What the exercise asks: Recast the items below as a JSON list of strings with one string per line, leaving out blank lines and the pictures.

Begin Data excerpts

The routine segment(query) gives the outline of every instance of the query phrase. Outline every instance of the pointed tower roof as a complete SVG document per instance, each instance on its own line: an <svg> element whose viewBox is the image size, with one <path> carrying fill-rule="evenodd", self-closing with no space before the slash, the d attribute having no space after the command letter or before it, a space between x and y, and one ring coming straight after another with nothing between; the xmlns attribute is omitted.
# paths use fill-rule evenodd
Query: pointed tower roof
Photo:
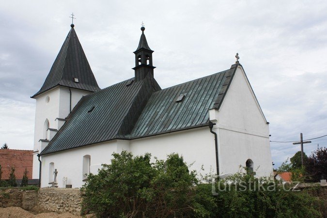
<svg viewBox="0 0 327 218"><path fill-rule="evenodd" d="M139 47L136 49L136 50L134 52L140 49L141 48L145 48L146 49L150 50L151 51L154 51L149 47L148 45L148 42L146 41L146 38L145 38L145 35L144 35L144 30L145 28L144 27L142 27L141 28L141 30L142 31L142 34L141 35L141 38L140 39L140 43L139 43Z"/></svg>
<svg viewBox="0 0 327 218"><path fill-rule="evenodd" d="M90 92L101 89L74 29L74 24L71 27L42 87L32 98L56 86Z"/></svg>

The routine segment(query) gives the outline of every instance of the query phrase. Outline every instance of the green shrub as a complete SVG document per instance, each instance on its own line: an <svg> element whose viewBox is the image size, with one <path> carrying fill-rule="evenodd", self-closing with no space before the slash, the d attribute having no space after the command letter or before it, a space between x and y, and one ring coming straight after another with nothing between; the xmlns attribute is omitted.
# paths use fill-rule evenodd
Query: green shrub
<svg viewBox="0 0 327 218"><path fill-rule="evenodd" d="M22 183L20 184L21 187L26 186L28 185L29 183L29 178L27 177L27 169L25 168L25 171L24 172L24 175L23 175L23 178L22 179Z"/></svg>
<svg viewBox="0 0 327 218"><path fill-rule="evenodd" d="M9 183L6 180L0 180L0 187L8 187L9 186Z"/></svg>
<svg viewBox="0 0 327 218"><path fill-rule="evenodd" d="M81 188L82 213L98 217L321 217L321 202L244 171L201 184L177 154L114 154ZM260 188L259 187L260 187ZM288 187L286 187L289 188ZM292 187L291 187L289 188Z"/></svg>
<svg viewBox="0 0 327 218"><path fill-rule="evenodd" d="M150 162L150 154L133 157L114 154L97 175L90 174L82 188L82 212L100 217L180 217L193 213L198 183L183 158L168 156ZM196 205L195 205L196 206Z"/></svg>
<svg viewBox="0 0 327 218"><path fill-rule="evenodd" d="M16 177L15 175L15 168L11 168L11 171L10 172L10 175L9 175L9 180L8 180L8 183L9 183L9 186L12 187L16 187L17 186L17 183L16 183Z"/></svg>

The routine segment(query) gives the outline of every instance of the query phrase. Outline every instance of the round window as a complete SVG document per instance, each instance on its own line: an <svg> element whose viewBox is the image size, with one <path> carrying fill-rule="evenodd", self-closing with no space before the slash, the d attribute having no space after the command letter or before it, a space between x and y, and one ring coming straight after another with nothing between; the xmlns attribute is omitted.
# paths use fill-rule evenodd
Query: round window
<svg viewBox="0 0 327 218"><path fill-rule="evenodd" d="M46 98L46 103L48 103L49 101L50 101L50 97L47 96L47 97Z"/></svg>

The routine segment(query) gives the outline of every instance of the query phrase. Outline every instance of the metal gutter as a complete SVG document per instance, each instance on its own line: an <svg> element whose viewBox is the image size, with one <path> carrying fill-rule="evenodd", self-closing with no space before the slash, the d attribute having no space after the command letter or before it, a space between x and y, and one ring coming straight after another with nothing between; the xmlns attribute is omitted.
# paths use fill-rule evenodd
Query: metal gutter
<svg viewBox="0 0 327 218"><path fill-rule="evenodd" d="M209 128L210 129L210 132L215 135L215 147L216 149L216 167L217 171L217 176L219 175L219 162L218 162L218 142L217 141L217 134L212 131L212 128L216 124L212 122L209 122Z"/></svg>
<svg viewBox="0 0 327 218"><path fill-rule="evenodd" d="M39 171L39 187L41 187L41 168L42 167L42 162L41 162L41 160L40 159L40 157L41 157L41 155L40 154L38 154L37 155L37 157L39 159L39 161L40 162L40 170Z"/></svg>
<svg viewBox="0 0 327 218"><path fill-rule="evenodd" d="M69 112L72 112L72 91L69 88Z"/></svg>

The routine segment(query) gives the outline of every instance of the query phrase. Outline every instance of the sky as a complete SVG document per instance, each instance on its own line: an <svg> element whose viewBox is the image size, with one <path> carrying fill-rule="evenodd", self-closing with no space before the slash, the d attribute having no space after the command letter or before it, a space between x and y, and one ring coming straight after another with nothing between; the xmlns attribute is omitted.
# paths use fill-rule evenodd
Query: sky
<svg viewBox="0 0 327 218"><path fill-rule="evenodd" d="M33 149L35 100L70 29L99 86L134 76L141 23L167 88L229 69L235 55L270 140L327 135L327 1L0 0L0 145ZM309 155L327 137L305 144ZM300 150L270 143L274 168Z"/></svg>

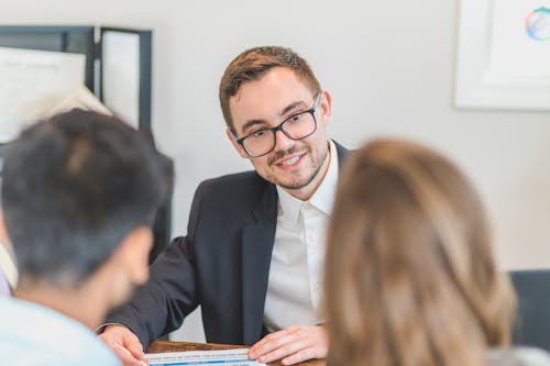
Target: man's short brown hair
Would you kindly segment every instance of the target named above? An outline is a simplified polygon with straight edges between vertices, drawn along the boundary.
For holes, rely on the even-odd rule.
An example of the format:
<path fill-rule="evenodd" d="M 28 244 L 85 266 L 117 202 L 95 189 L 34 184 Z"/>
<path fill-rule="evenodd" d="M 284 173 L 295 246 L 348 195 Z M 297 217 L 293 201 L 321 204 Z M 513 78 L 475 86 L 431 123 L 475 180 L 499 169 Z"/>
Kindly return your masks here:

End Data excerpts

Solution:
[
  "The routine segment(query) gives the outline of every instance of the query phrase. Outline every instance of the pointed tower roof as a complete SVG document per instance, each instance on its own line: an <svg> element whose viewBox is the image size, with one <path> carrying fill-rule=\"evenodd\", self-closing with no space before the slash, the d attribute having no space after the command letter or before it, a space between x and y, and one ring coming straight after another with nothing between; the xmlns attribute is omitted.",
  "# paths use fill-rule evenodd",
  "Query: pointed tower roof",
  "Photo:",
  "<svg viewBox=\"0 0 327 218\"><path fill-rule=\"evenodd\" d=\"M139 47L136 49L136 50L134 52L140 49L141 48L145 48L146 49L150 50L151 51L154 51L149 47L148 45L148 42L146 41L146 38L145 38L145 35L144 35L144 30L145 28L144 27L142 27L141 28L141 30L142 31L142 34L141 35L141 38L140 39L140 43L139 43Z\"/></svg>",
  "<svg viewBox=\"0 0 327 218\"><path fill-rule=\"evenodd\" d=\"M90 92L101 89L74 29L74 24L71 27L42 87L32 98L56 86Z\"/></svg>",
  "The routine segment(query) gives the outline of every instance of the query phrase. Outline every instance of the green shrub as a complete SVG document per instance, each instance on its own line: an <svg> element whose viewBox is the image size, with one <path> carrying fill-rule=\"evenodd\", self-closing with no space before the slash, the d attribute having no space after the command letter or before it, a space between x and y, and one ring coming straight after another with nothing between; the xmlns attribute is omitted.",
  "# paths use fill-rule evenodd",
  "Query: green shrub",
  "<svg viewBox=\"0 0 327 218\"><path fill-rule=\"evenodd\" d=\"M22 183L20 184L21 187L26 186L28 185L29 183L29 178L27 177L27 169L25 168L25 171L24 172L24 175L23 175L23 178L22 179Z\"/></svg>",
  "<svg viewBox=\"0 0 327 218\"><path fill-rule=\"evenodd\" d=\"M9 183L6 180L0 180L0 187L8 187L9 186Z\"/></svg>",
  "<svg viewBox=\"0 0 327 218\"><path fill-rule=\"evenodd\" d=\"M81 188L82 213L98 217L321 217L321 202L244 171L201 184L177 154L114 154ZM260 188L259 187L260 187ZM288 187L286 187L289 188ZM292 187L291 187L289 188Z\"/></svg>",
  "<svg viewBox=\"0 0 327 218\"><path fill-rule=\"evenodd\" d=\"M150 162L150 154L133 157L114 154L97 175L90 174L82 188L82 212L100 217L180 217L193 213L198 183L183 158L168 156ZM196 205L195 205L196 206Z\"/></svg>",
  "<svg viewBox=\"0 0 327 218\"><path fill-rule=\"evenodd\" d=\"M16 177L15 175L15 168L11 168L11 171L10 172L10 175L9 175L9 180L8 180L8 183L9 183L9 186L12 187L16 187L17 186L17 183L16 183Z\"/></svg>",
  "The routine segment(query) gives the outline of every instance of the query phrase. Outline every instance of the round window as a complete SVG document per instance, each instance on its own line: an <svg> element whose viewBox is the image size, with one <path> carrying fill-rule=\"evenodd\", self-closing with no space before the slash, the d attribute having no space after the command letter or before it, a space between x and y, and one ring coming straight after another with nothing between; the xmlns attribute is omitted.",
  "# paths use fill-rule evenodd",
  "Query: round window",
  "<svg viewBox=\"0 0 327 218\"><path fill-rule=\"evenodd\" d=\"M46 98L46 103L48 103L49 101L50 101L50 97L47 96L47 97Z\"/></svg>",
  "The routine segment(query) gives the outline of every instance of the query phrase. Outline every instance of the metal gutter as a complete SVG document per instance, each instance on its own line: an <svg> element whose viewBox is the image size, with one <path> carrying fill-rule=\"evenodd\", self-closing with no space before the slash, the d attribute having no space after the command letter or before it, a space between x and y, and one ring coming straight after another with nothing between; the xmlns attribute is omitted.",
  "# paths use fill-rule evenodd",
  "Query: metal gutter",
  "<svg viewBox=\"0 0 327 218\"><path fill-rule=\"evenodd\" d=\"M209 128L210 129L210 132L215 135L215 147L216 149L216 167L217 171L217 176L219 175L219 162L218 162L218 142L217 141L217 134L212 131L212 128L216 124L212 122L209 122Z\"/></svg>",
  "<svg viewBox=\"0 0 327 218\"><path fill-rule=\"evenodd\" d=\"M39 171L39 187L41 187L41 168L42 167L42 162L41 162L41 160L40 159L40 157L41 157L41 155L40 154L38 154L37 155L37 157L39 159L39 161L40 162L40 170Z\"/></svg>",
  "<svg viewBox=\"0 0 327 218\"><path fill-rule=\"evenodd\" d=\"M69 112L72 112L72 91L69 88Z\"/></svg>",
  "The routine segment(query) gives the outline of every instance of the query phrase. Outline every instance of the sky as a complete SVG document per instance, each instance on its own line: an <svg> element whose viewBox is the image size, with one <path> carrying fill-rule=\"evenodd\", self-closing with no space before the slash, the d attribute having no space after the command letter or before it, a space between x and y, and one ring coming straight after another with nothing between; the xmlns attribute is omitted.",
  "# paths use fill-rule evenodd",
  "Query: sky",
  "<svg viewBox=\"0 0 327 218\"><path fill-rule=\"evenodd\" d=\"M33 149L35 100L70 29L99 86L134 76L141 23L167 88L229 69L235 55L270 140L327 135L327 1L0 0L0 145ZM309 155L327 137L305 144ZM300 150L270 143L274 168Z\"/></svg>",
  "Target: man's short brown hair",
  "Would you kindly segment every instance of the target named above? An outline is a simplified polygon with straight edges between vertices, drawn along the boundary.",
  "For holes, rely on the even-odd rule.",
  "An example of the format:",
  "<path fill-rule=\"evenodd\" d=\"M 28 244 L 85 266 L 117 202 L 95 189 L 34 184 Z\"/>",
  "<path fill-rule=\"evenodd\" d=\"M 284 173 L 295 246 L 348 195 Z M 297 217 L 293 201 L 321 204 Z M 513 78 L 475 86 L 431 123 L 475 180 L 499 169 Z\"/>",
  "Kindly return your masks here:"
]